A short introduction to the compilation workflow

The runtime environment

From an abstract point of view, a program is nothing but a bunch of program code and program data stored in memory. On decent OSes, the memory as seen by a program is a flat address space. On a typical 32 bit processor, this address space starts at the address zero and ends at the 32bit 4GB boundary. Theorically, the program should be able to access any of the memory locations within this address space. In practice, this is not possible unless in very special configurations.

On a normal x86 Linux system, the program has only access to a fragmented subset of that flat address space which is shown on the right (image courtesy of lwn.net). The text fragment contains the user code, the heap fragment contains the user-allocated memory while the stack fragment contains the user's stack area. The text fragment is usually itself fragmented in multiple fragments each of which represents one of the shared libraries used by the program. Shared libraries are typically used in modern OSes to avoid copying in memory multiple times the code of the libraries used simultaneously by multiple programs. The library code is loaded only once in physical RAM and is mapped sometimes at different addresses in the virtual address spaces of different user processes.

The fact that it is possible for these libraries to be loaded at different locations in different programs means that:

  • The code of the library itself must be position-independent (this means that it must not reference absolute addresses and must almost always use relative addressing. This position-independent code is usually called PIC.
  • The code of the program which accesses the library must be written such that it knows how to access the target library whose address location is not known when the code is generated.

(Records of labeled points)
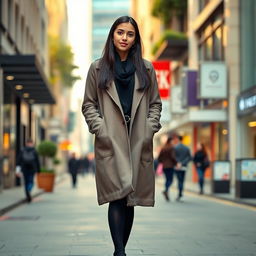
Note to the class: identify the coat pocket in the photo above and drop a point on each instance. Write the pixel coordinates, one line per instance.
(103, 144)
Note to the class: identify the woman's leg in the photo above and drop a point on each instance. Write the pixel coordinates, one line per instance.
(200, 179)
(120, 219)
(128, 223)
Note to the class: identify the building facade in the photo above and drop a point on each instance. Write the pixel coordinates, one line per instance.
(24, 88)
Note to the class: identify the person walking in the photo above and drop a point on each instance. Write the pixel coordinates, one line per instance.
(28, 161)
(73, 166)
(201, 162)
(122, 108)
(183, 157)
(167, 158)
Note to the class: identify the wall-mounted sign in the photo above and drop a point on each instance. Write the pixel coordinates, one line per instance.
(176, 100)
(163, 75)
(221, 170)
(248, 170)
(166, 111)
(246, 102)
(213, 80)
(189, 88)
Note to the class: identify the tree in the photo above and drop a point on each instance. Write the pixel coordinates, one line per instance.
(166, 9)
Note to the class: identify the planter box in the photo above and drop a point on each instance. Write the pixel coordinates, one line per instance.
(46, 181)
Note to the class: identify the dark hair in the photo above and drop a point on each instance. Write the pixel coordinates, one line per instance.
(108, 57)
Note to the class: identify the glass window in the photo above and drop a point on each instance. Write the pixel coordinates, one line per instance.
(208, 49)
(217, 44)
(248, 44)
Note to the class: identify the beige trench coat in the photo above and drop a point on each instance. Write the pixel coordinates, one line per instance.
(124, 163)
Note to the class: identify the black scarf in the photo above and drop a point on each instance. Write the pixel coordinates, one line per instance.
(124, 80)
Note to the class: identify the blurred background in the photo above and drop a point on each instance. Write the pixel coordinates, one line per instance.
(204, 55)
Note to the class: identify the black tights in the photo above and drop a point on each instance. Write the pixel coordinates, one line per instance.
(120, 219)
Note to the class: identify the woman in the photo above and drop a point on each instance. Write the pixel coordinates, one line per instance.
(201, 162)
(167, 158)
(122, 108)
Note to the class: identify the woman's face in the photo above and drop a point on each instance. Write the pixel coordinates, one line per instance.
(124, 38)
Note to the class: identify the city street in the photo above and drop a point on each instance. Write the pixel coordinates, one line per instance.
(69, 222)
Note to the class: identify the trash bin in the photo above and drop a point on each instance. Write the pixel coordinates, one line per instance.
(246, 178)
(221, 177)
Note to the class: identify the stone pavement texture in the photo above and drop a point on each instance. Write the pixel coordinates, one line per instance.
(69, 222)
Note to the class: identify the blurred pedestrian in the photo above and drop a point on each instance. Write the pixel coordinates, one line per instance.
(183, 157)
(201, 162)
(167, 158)
(73, 166)
(84, 165)
(122, 108)
(28, 163)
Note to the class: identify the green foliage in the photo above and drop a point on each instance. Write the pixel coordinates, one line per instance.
(166, 9)
(47, 149)
(168, 34)
(61, 62)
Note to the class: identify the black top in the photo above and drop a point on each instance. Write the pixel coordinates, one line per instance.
(124, 81)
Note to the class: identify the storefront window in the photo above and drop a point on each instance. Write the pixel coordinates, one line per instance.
(248, 44)
(217, 44)
(211, 38)
(208, 49)
(8, 139)
(202, 4)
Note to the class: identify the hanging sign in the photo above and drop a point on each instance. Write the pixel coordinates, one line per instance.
(213, 80)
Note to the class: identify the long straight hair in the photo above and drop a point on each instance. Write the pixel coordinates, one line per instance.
(106, 74)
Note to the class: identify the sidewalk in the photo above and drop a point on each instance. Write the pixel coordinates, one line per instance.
(69, 222)
(13, 197)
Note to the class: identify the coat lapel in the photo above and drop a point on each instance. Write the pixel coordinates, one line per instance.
(112, 92)
(137, 96)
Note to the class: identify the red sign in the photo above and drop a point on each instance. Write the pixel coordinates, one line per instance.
(163, 75)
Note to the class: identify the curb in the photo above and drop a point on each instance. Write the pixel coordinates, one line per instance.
(24, 201)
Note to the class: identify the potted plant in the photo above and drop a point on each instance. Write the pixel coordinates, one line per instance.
(46, 177)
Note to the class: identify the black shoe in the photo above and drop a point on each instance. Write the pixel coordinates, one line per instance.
(166, 196)
(29, 199)
(178, 199)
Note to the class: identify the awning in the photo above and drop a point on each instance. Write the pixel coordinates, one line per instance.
(195, 116)
(172, 49)
(24, 75)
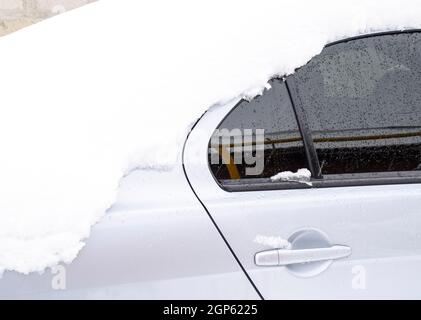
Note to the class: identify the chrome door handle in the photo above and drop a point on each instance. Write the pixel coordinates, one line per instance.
(285, 257)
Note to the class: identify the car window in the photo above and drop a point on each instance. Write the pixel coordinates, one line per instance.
(362, 104)
(258, 138)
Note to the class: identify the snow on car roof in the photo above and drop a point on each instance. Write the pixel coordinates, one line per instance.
(90, 94)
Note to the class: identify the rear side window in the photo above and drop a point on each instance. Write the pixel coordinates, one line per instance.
(362, 103)
(258, 139)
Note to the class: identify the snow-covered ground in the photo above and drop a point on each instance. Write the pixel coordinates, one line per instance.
(91, 94)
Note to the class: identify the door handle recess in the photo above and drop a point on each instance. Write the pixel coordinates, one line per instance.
(285, 257)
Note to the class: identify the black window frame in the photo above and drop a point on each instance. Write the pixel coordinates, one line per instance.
(317, 180)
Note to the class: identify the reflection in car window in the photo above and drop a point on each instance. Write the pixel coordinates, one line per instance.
(362, 101)
(258, 139)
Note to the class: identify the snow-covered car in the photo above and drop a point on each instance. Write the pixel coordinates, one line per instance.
(310, 190)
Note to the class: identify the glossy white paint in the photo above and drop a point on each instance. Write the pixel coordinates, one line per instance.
(157, 242)
(382, 225)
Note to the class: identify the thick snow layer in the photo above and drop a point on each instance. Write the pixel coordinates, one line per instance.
(89, 95)
(301, 176)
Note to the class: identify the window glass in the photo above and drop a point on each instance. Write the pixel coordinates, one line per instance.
(258, 139)
(362, 101)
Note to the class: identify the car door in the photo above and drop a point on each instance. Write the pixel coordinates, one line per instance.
(352, 118)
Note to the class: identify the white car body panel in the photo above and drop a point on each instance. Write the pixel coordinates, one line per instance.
(156, 242)
(381, 224)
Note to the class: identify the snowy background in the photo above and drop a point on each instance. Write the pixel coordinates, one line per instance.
(16, 14)
(84, 101)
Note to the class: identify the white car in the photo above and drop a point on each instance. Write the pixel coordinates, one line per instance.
(225, 225)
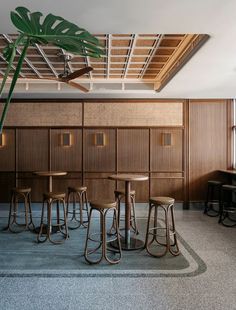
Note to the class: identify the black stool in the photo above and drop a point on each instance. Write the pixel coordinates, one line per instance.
(79, 196)
(46, 230)
(103, 207)
(119, 195)
(227, 205)
(213, 198)
(16, 195)
(167, 205)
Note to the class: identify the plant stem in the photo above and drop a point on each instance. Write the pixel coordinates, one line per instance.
(13, 83)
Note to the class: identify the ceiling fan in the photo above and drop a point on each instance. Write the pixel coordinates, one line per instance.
(67, 76)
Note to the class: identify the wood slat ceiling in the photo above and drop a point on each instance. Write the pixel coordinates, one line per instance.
(153, 57)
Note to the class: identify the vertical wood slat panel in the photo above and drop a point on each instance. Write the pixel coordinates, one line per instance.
(99, 158)
(133, 149)
(207, 144)
(66, 158)
(7, 152)
(167, 187)
(166, 158)
(7, 182)
(32, 149)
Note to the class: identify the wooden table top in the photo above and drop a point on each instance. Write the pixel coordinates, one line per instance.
(230, 171)
(50, 173)
(128, 177)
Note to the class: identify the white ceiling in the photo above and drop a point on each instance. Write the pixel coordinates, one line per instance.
(211, 73)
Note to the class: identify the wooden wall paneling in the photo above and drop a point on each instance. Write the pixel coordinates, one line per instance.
(39, 114)
(33, 149)
(230, 140)
(66, 158)
(99, 158)
(166, 158)
(39, 185)
(141, 189)
(7, 182)
(7, 151)
(61, 184)
(170, 187)
(186, 155)
(134, 113)
(208, 132)
(133, 150)
(99, 186)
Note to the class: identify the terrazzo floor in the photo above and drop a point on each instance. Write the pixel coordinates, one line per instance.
(214, 289)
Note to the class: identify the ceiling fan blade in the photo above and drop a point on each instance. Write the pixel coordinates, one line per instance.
(76, 85)
(43, 78)
(77, 74)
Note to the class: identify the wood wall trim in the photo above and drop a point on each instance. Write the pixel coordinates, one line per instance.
(135, 114)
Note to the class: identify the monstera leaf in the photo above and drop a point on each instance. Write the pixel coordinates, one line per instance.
(57, 31)
(53, 30)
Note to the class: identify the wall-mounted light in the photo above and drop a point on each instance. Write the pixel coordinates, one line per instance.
(2, 140)
(66, 139)
(100, 139)
(167, 139)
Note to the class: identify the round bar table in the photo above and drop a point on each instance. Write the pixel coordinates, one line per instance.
(50, 174)
(128, 242)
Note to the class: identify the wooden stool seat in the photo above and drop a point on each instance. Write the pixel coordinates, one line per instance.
(122, 192)
(21, 189)
(53, 195)
(103, 204)
(78, 195)
(213, 182)
(46, 229)
(166, 204)
(100, 238)
(164, 201)
(20, 193)
(228, 187)
(77, 189)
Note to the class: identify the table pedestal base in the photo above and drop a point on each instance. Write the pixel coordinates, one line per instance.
(135, 244)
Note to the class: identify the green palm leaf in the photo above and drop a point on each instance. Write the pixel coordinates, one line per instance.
(57, 31)
(53, 30)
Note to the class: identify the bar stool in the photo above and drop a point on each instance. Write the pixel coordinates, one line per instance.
(17, 194)
(227, 206)
(46, 230)
(167, 205)
(103, 207)
(213, 197)
(119, 195)
(80, 194)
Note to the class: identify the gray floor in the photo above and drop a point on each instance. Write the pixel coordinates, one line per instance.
(213, 289)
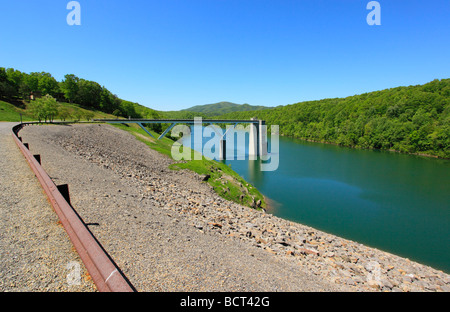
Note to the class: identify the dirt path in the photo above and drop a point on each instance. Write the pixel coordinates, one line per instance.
(35, 251)
(157, 248)
(168, 231)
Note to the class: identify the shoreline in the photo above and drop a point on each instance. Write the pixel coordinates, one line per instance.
(338, 262)
(366, 148)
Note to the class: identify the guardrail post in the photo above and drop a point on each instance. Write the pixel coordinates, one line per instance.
(64, 190)
(38, 158)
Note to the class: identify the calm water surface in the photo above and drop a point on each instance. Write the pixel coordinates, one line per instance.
(394, 202)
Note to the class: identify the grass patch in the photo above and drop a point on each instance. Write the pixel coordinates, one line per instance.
(9, 112)
(225, 182)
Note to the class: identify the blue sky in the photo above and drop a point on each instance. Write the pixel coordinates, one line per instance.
(173, 54)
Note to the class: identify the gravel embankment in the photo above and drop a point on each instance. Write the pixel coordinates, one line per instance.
(168, 231)
(35, 252)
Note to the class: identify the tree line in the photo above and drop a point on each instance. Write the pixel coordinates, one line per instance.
(16, 86)
(414, 119)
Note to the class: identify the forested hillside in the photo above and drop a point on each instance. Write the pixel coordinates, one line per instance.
(414, 119)
(16, 88)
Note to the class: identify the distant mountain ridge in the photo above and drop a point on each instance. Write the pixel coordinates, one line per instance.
(223, 108)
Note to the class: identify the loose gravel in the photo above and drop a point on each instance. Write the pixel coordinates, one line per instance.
(35, 252)
(168, 231)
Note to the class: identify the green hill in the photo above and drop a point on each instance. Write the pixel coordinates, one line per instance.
(222, 108)
(413, 119)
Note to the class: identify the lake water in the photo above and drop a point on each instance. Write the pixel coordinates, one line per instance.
(394, 202)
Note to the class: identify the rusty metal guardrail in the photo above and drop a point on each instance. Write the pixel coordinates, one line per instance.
(106, 275)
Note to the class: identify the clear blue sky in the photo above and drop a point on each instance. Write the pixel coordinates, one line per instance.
(173, 54)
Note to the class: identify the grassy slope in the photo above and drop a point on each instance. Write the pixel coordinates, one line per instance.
(9, 112)
(227, 183)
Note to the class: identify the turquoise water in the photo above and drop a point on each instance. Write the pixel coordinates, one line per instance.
(394, 202)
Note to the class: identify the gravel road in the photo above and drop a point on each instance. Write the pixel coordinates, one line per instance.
(35, 252)
(168, 231)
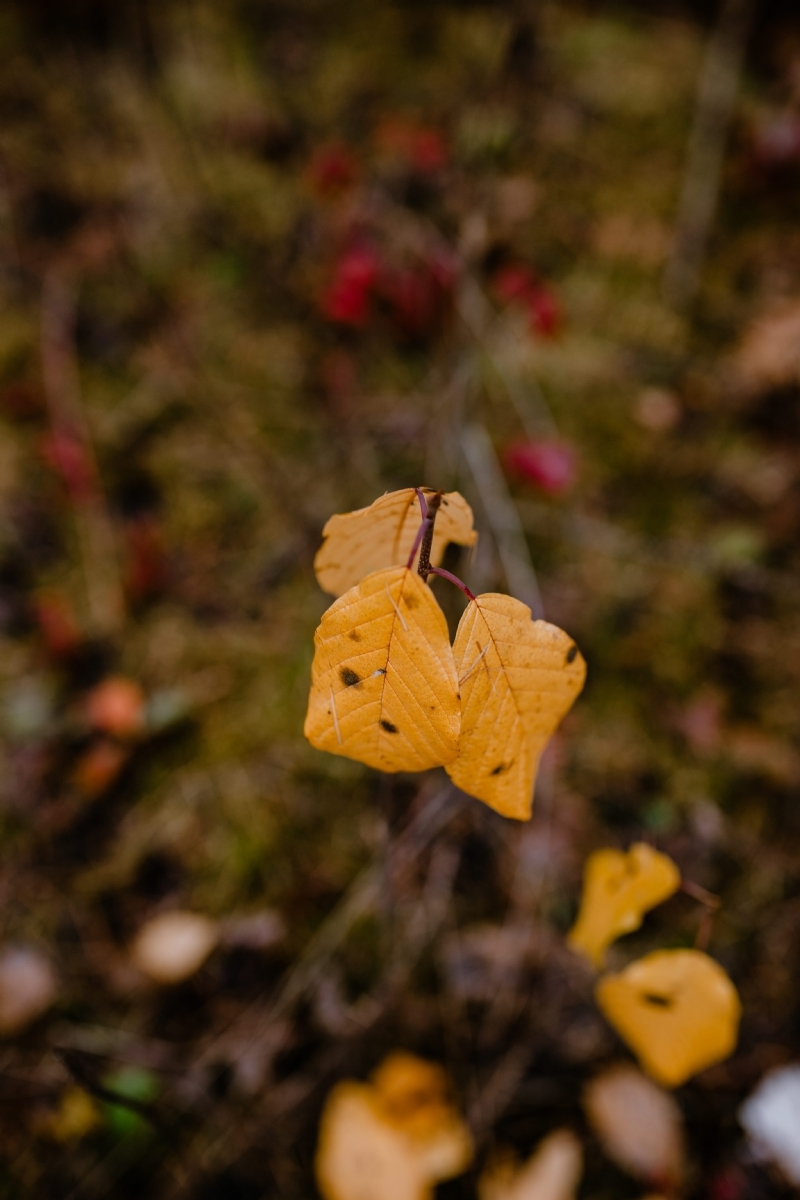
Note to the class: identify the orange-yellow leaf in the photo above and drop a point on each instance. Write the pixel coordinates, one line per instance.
(677, 1009)
(638, 1123)
(618, 889)
(391, 1139)
(383, 534)
(383, 682)
(518, 678)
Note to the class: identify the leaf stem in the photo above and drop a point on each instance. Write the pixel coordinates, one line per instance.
(428, 522)
(423, 540)
(452, 579)
(420, 532)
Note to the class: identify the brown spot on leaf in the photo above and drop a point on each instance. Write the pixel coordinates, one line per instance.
(650, 997)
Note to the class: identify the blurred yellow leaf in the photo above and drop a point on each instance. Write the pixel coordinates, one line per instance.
(174, 946)
(76, 1116)
(553, 1173)
(383, 683)
(391, 1139)
(638, 1123)
(382, 535)
(618, 889)
(677, 1009)
(518, 678)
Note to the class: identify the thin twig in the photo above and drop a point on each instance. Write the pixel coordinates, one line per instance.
(68, 421)
(503, 517)
(716, 96)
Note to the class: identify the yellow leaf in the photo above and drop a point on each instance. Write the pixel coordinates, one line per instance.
(391, 1139)
(677, 1009)
(76, 1116)
(382, 535)
(618, 889)
(383, 682)
(638, 1125)
(553, 1173)
(518, 678)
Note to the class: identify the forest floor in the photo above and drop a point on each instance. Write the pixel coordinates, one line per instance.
(257, 268)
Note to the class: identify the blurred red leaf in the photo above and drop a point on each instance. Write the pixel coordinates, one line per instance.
(332, 169)
(545, 311)
(146, 567)
(776, 139)
(98, 767)
(551, 466)
(67, 455)
(347, 299)
(56, 624)
(518, 285)
(116, 706)
(419, 147)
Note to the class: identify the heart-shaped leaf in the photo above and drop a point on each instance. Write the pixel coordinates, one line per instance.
(518, 678)
(383, 682)
(383, 534)
(391, 1139)
(618, 889)
(677, 1009)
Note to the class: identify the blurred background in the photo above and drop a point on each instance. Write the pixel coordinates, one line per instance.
(259, 263)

(Objectives):
(1) In the introduction to the compilation workflow, why are shared libraries typically used in modern operating systems?
(2) Continue the introduction to the compilation workflow, starting after its last sentence.

(Expected results):
(1) They avoid copying the code of libraries used simultaneously by multiple programs into memory multiple times.

(2)
How the library or the program are generated such that they correctly handle the PIC case is beyond the scope of that document. For more information on this topic, I do recommend you read Linkers and Loaders by John R. Levine. An early version is available online but nothing replaces the real paper thing.

When the user requests the OS to run a program, the OS is responsible for establishing the memory map described above. On most Linux systems, it then leaves the problem of handling the program-library communication to a user program named the loader. On most linux systems which use the ELF binary format, this loader is implemented by the glibc package. On my system, this loader is located in /lib/ld-2.3.3.so. The job of this loader is to copy in memory the code of the libraries (well, only if the said libraries have not been loaded already) the program depends upon and to resolve all the references the program makes to these libraries. Of course, this process is recursive since a library can depend on another library and its references to this other library might need to be resolved too.

This whole resolution process is a bit complex on UNIX systems but there are numerous tools you can use to debug it:

  • ldd filename: this program calculates the list of libraries a given binary depends upon. It performs the same process performed by the loader and returns both the list of requested libraries and the list of libraries found. If they were found, it specifies exactly where they were found on the filesystem. For example, on my system, this gives the following output for a random test program named mathieu-test which depends on a library named /tmp/libtestmathieu.so.10.31.
    [mlacage@chronos home]$ ldd mathieu-test
            linux-gate.so.1 =>  (0x00a9c000)
            /tmp/libtestmathieu.so.10.31 => not found
            libc.so.6 => /lib/tls/libc.so.6 (0x008f5000)
            /lib/ld-linux.so.2 => /lib/ld-linux.so.2 (0x008d8000)
    
  • LD_DEBUG: this environment variable can be set to a number of values to trace the behavior of a program.
  • LD_LIBRARY_PATH: this environment variable is a colon-separated list of path elements where potential libraries can be found. The loader adds these path elements to its list of directories to search for libraries.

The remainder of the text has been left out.